**Testo fornito:**
* * *
Governanti o gladiatori?
La deriva di una classe politica sempre più lontana dalla realtà
C’è un quadro politico generale nel paese che allarma sempre di più la società civile i corpi intermedi e il mondo dell’imprenditoria.
Ed è evidente soprattutto nel crescente clima da resa dei conti – come si fosse già in piena campagna elettorale – con tanto di duelli verbali, ora con rappresentanti delle opposizioni, ora con organismi sindacali, ora con singoli cittadini, senza alcun risparmio dei colpi bassi, nel palese obiettivo di mettere all’angolo ogni avversario politico.
La misura è tale che il groviglio che si è creato sul terreno politico-istituzionale nella miriade di attacchi accesi, e talora livorosi contro chiunque esprima giudizi critici e oppositivi che sta caratterizzando le performance mediatiche, e negli interventi in entrambe le camere, lo stile di Giorgia Meloni, come fosse in una permanente disfida tra gladiatori, in difesa ora della manovra finanziaria, ora dei propositi sempre più destabilizzanti della figura e delle prerogative del Capo dello Stato, e un consistente indebolimento della rappresentanza parlamentare, dopo l’esplicito intervento del presidente del Senato Ignazio La Russa, circa i reali obiettivi del disegno di riforma costituzionale sul cosiddetto premierato, rende inestricabile e fosco lo scenario politico, mentre le famiglie sono costrette a tirare sempre più la cinghia per far quadrare i conti a casa e la popolazione fluisce inarrestabilmente verso percentuali di denatalità, che sembrano oramai inconvertibili.
A dire il vero non solo questi sono stati gli argomenti di conflitto rovente.
Solo per completezza non possiamo trascurare il gran battage propagandistico e la grande eco sulla tv di stato ( divenuta a reti unificate Tele Meloni) sugli accordi scoop con l’Albania in materia di immigrazione, bocciati sonoramente dalla Corte Costituzionale di quel paese; i frequenti annunci su una radicale riforma della giustizia, ove a tirar la polemica è persino il ministro della difesa Crosetto, con il pretesto di una parte della magistratura che trama contro gli altri poteri; i tentativi di giubilarsi e le antologie apologetiche che si leggono nei media interni. come primaria protagonista nel consesso dell’Unione europea a fronte di magri risultati, mentre Germania e Francia, con l’intesa di ieri sul Patto di stabilità, rinverdiscono l’asse privilegiato che li ha visti protagonisti nei tanti anni di vita istituzionale dell’Europa.
E, come se la misura non fosse colma, si è finito con l’altalenante diatriba sul Mes, ove quasi come a cercare un solido alibi, per una prossima possibile firma, non si sono risparmiati atti di odiosi j’accuse, sventolati come coupe de theatre, con tanto di ricorso al giurì d’onore della Camera dei deputati, da parte di Giuseppe Conte.
Manco a farlo apposta in un clima così rovente, da permanente botta e risposta, mentre però il governo continua ad andare per la sua strada, senza trovare nel merito dei provvedimenti, spesso usati per lanciare chiari segnali identitari e, come si dice, marcare il territorio, e non si vede alcuna forma di opposizione efficace, oltre le vampate mediatiche che durano il tempo di qualche giorno, il CENSIS ci descrive come sonnambuli in un paese dove sempre meno si ha la consapevolezza di quello che si sta effettivamente facendo.
* * *
Record di punti etichettati:
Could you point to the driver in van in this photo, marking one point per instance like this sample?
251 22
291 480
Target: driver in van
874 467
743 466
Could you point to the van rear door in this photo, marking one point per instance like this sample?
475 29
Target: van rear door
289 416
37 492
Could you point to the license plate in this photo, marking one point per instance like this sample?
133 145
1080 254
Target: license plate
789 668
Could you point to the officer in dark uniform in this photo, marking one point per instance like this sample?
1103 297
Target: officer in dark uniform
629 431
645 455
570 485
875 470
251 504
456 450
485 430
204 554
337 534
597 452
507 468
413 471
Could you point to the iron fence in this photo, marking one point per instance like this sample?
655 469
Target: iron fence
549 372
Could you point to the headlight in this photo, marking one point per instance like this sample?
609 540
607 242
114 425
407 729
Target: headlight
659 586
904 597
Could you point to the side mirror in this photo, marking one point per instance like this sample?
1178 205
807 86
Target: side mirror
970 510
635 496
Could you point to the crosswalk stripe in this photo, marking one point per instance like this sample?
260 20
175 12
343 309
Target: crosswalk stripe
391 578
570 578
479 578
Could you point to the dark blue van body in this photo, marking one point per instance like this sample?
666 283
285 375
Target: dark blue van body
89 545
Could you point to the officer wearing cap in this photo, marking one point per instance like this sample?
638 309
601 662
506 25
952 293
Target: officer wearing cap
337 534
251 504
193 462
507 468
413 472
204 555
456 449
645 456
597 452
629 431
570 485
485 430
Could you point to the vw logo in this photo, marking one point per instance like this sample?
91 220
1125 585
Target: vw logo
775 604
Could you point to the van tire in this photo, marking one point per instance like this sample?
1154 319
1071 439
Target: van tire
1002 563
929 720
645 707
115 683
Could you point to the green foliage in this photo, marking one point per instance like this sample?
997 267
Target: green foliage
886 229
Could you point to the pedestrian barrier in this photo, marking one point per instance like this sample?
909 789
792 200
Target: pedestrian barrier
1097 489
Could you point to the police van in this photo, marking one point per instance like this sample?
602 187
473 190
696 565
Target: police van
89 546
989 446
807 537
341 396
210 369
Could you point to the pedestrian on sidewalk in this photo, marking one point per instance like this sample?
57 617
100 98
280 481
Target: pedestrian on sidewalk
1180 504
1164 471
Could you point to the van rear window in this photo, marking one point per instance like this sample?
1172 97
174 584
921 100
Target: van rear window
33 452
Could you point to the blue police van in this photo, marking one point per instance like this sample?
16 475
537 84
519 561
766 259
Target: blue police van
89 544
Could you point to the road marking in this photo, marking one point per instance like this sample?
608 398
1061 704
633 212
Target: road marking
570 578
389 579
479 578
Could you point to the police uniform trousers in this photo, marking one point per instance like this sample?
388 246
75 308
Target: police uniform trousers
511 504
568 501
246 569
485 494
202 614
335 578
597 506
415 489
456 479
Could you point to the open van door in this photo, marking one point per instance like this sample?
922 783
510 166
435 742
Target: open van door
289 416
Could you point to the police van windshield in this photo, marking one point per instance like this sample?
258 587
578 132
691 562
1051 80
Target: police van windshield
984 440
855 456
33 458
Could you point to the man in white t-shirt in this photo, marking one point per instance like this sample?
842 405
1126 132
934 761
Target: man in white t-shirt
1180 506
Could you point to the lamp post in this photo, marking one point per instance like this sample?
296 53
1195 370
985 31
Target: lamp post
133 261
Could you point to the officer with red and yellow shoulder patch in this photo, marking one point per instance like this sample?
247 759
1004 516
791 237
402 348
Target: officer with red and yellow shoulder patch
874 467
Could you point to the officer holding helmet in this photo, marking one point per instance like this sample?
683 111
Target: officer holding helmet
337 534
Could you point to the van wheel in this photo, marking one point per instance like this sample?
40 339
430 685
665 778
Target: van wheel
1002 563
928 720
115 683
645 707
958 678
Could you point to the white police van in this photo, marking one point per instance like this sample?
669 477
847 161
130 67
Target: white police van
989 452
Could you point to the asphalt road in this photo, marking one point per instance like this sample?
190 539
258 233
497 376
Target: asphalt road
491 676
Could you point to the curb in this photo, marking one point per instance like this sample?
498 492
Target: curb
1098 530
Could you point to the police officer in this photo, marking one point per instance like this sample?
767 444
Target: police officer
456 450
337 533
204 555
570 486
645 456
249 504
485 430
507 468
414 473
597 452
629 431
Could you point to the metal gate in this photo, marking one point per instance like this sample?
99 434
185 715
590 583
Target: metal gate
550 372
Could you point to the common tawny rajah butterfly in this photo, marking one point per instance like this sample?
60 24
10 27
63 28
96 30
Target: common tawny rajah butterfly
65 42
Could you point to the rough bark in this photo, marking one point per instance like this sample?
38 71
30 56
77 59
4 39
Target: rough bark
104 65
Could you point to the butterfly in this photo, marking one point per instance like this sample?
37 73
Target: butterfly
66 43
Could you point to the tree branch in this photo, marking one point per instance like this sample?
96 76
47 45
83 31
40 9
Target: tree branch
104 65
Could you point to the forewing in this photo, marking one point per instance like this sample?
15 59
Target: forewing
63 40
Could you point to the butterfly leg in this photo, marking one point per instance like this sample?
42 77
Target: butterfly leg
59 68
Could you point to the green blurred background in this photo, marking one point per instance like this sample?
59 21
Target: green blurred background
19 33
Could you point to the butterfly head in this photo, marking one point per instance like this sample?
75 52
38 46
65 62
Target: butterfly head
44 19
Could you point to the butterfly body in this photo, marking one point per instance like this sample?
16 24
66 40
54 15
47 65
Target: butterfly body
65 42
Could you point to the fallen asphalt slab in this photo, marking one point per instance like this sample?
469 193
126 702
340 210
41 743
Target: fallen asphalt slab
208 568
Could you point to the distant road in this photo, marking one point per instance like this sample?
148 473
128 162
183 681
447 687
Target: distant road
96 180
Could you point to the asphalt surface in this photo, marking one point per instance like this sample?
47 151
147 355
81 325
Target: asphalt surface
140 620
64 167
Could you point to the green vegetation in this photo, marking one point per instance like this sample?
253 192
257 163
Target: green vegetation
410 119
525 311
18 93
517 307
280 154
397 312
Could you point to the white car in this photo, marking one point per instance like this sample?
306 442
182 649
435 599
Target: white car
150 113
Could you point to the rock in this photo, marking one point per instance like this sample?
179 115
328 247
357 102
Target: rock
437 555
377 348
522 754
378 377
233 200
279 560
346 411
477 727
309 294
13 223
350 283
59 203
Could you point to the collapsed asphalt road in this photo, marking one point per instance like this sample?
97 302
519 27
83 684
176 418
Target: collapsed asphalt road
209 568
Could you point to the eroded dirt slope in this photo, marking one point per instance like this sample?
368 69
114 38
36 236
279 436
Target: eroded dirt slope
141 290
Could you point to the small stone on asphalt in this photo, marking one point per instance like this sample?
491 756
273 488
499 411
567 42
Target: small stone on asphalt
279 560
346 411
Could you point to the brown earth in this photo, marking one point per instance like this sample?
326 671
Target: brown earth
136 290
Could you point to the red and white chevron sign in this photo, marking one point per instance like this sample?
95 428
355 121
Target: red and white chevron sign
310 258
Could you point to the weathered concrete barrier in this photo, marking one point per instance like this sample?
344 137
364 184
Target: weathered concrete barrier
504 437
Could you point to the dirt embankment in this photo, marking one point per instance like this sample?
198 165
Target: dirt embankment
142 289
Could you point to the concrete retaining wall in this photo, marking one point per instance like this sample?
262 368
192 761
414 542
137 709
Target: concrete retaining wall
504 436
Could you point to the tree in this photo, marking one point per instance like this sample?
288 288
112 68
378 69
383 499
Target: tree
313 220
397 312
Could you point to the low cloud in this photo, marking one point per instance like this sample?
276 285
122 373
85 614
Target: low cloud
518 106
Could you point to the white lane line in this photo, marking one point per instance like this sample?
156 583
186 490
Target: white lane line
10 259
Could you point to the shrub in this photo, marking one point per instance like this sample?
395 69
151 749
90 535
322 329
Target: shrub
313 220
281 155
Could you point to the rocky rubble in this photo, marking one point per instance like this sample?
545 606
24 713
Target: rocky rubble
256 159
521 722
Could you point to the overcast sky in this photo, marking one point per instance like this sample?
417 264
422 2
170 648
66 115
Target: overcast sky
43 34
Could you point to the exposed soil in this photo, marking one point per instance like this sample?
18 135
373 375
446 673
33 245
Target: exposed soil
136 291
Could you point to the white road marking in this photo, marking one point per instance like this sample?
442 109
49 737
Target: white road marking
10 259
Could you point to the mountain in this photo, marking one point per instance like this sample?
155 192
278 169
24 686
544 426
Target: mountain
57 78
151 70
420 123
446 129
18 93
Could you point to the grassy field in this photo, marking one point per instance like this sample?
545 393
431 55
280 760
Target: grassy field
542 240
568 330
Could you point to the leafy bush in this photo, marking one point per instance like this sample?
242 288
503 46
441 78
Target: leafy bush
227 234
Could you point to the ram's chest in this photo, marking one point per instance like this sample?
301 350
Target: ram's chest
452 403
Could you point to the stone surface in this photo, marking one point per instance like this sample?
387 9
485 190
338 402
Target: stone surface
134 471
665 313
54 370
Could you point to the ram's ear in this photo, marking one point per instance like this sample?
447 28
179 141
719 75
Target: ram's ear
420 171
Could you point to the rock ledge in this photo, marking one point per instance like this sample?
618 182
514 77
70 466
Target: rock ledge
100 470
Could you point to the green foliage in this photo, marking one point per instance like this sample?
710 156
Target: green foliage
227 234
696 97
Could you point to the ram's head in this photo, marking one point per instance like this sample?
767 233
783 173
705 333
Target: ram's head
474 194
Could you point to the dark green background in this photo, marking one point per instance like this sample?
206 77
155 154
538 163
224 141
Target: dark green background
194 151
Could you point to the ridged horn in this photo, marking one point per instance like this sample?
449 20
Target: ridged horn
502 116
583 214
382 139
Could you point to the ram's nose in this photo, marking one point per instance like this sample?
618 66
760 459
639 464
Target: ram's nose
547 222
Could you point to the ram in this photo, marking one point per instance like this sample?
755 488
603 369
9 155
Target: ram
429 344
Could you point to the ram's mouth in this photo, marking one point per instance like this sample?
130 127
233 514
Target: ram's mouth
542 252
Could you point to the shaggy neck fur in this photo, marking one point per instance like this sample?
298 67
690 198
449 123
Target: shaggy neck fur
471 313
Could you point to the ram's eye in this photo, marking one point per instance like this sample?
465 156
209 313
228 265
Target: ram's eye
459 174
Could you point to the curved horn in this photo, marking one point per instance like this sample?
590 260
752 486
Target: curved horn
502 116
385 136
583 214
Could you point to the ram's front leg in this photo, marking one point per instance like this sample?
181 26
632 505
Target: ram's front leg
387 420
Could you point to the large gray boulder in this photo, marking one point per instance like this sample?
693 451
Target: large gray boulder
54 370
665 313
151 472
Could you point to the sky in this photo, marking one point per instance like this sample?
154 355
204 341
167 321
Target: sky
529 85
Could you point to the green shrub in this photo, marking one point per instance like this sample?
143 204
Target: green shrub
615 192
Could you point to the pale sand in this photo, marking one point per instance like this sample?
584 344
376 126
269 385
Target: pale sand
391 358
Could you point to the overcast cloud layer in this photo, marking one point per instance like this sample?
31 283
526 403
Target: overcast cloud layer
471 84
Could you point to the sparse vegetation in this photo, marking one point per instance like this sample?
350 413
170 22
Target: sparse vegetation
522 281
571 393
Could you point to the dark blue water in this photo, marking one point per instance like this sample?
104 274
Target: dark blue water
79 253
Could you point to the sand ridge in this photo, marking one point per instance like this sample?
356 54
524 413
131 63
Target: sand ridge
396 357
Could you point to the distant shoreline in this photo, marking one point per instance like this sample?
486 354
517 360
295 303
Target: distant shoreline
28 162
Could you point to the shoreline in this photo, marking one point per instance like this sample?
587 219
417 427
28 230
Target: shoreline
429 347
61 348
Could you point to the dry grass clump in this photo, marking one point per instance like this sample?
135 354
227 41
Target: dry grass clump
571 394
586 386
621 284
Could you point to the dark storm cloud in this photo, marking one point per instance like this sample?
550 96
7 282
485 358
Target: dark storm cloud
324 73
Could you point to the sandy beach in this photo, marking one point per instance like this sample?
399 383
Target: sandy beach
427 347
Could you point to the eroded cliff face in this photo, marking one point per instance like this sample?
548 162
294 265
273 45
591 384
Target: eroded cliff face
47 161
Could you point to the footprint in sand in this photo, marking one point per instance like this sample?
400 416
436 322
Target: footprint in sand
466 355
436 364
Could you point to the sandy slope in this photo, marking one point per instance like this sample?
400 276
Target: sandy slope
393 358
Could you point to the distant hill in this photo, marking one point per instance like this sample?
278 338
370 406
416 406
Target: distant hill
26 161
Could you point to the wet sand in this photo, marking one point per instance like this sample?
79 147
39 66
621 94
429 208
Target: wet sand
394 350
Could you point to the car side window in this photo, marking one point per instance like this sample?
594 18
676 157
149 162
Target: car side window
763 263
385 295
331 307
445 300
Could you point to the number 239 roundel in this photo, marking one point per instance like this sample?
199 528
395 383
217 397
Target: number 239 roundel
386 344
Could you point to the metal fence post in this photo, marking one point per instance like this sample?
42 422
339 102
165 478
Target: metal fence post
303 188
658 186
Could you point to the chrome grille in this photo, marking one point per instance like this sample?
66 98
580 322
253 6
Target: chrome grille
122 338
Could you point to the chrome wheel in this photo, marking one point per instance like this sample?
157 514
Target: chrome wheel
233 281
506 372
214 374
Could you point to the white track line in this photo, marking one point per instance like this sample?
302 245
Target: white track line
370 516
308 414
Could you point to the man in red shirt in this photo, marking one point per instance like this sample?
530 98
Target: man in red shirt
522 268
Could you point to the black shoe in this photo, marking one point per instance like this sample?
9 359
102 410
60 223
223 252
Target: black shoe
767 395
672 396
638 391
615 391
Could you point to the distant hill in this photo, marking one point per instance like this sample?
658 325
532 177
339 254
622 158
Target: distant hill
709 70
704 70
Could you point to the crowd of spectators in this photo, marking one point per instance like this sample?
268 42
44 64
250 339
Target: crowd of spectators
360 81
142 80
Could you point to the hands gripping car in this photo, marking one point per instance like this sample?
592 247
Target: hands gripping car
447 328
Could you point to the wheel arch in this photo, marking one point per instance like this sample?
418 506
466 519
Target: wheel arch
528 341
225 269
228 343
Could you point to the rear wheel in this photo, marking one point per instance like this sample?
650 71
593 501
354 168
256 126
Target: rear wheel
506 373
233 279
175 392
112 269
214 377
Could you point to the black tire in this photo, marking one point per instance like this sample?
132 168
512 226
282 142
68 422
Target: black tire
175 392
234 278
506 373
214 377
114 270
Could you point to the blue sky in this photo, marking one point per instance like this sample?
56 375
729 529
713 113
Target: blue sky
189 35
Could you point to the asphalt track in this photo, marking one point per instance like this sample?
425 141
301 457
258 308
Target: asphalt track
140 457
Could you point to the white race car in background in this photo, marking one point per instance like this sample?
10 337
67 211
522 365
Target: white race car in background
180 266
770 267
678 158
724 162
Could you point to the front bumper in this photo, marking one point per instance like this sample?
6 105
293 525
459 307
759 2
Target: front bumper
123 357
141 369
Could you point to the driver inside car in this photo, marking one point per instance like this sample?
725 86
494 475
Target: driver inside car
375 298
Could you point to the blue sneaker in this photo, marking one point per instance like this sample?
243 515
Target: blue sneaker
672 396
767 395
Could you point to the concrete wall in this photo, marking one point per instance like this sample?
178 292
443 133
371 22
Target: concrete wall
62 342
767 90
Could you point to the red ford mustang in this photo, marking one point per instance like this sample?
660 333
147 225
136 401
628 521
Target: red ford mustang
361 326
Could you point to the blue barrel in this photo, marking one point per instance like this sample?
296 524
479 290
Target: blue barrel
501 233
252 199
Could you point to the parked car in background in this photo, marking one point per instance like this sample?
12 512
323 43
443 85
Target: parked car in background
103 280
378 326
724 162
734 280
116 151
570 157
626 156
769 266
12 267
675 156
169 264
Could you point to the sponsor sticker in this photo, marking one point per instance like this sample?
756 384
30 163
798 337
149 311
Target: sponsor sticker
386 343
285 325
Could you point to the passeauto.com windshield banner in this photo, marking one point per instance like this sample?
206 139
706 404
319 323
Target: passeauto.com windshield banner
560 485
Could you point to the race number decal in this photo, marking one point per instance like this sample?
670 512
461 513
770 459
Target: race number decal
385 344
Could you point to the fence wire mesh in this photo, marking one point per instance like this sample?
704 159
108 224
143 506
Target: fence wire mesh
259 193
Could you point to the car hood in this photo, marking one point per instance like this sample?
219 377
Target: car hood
* * *
**Esercizi da svolgere:**
#1 Rispondi alle seguenti domande sul testo dedicato alla deriva della classe politica.
(a) Chi è intervenuto esplicitamente sui reali obiettivi della riforma costituzionale sul premierato?
(b) Quale organo ha bocciato gli accordi con l'Albania in materia di immigrazione?
(c) Come ci descrive il CENSIS?
#2 Riprendi il testo sulla deriva della classe politica e proseguilo a partire dalla sua ultima frase.

**Risultati per esercizio:**
#1
(a) Il presidente del Senato Ignazio La Russa.
(b) La Corte Costituzionale dell'Albania.
(c) Come sonnambuli in un paese dove sempre meno si ha la consapevolezza di quello che si sta effettivamente facendo.

#2
In questo scenario, sempre più scomposto, ove si è aggiunto, in questi giorni, come ulteriore strumento propagandistico, la festa di Atreju, in versioni autocelebrative, con tanto di megafono Rai, a riportarci una narrazione unidimensionale e gli immancabili franchisti come Santiago Abascal, la coalizione di governo sembra aver perso l’aderenza ai fondamentali, ossia a quella corrispondenza minima tra condizioni del paese e azione politica di governo, i cui obiettivi nella maggior parte delle volte appaiono più mirati a sostenere la propaganda di partito che di andare incontro ai problemi della gran parte della classe media e operaia.
Ma la disfida non ha come protagonista solamente la nostra premier.
Tiene banco in questi giorni nel campo del centrosinistra la proposta di Romano Prodi che indicando senza tentennamenti in Elly Schlein la più adatta tra i possibili federatori del centrosinistra si fa spin doctor della segretaria del Pd, tanto da far dire ieri a Giuseppe Conte che le alternative di costruiscono sui contenuti e non attorno alle persone.
Pur tra le incommensurabili differenze che ci dividono dai 5 Stelle, ritengo assai condivisibile la risposta che ieri Giuseppe Conte, che per un attimo ha risposto in perfetto stile democristiano, ha indirizzato al prof. R. Prodi e al Pd, anche se di intravede tutta la strumentalità di tale affermazione inquadrata nel braccio di ferro che da tempo egli sta tenendo sul tema della leadership del cosiddetto campo largo, concepito principalmente come ipotesi di alleanza tra Pd e 5 Stelle.
In quella risposta piccata, con cui l’ex premier 5 Stelle ammonisce con determinazione che un’ alternativa si può costruire credibilmente solo partendo da contenuti, temi e programmi e non dagli uomini che ne devono guidare le attività politiche, c’è tutto il senso di una idea di politica che non si lambicca in laboratorio nel tentativo di identificare un modello di persona attorno a cui costruire un partito o una coalizione, ma che deve partire dagli ideali, da valori e contenuti per elaborare un progetto di paese e di convivenza civile e politica.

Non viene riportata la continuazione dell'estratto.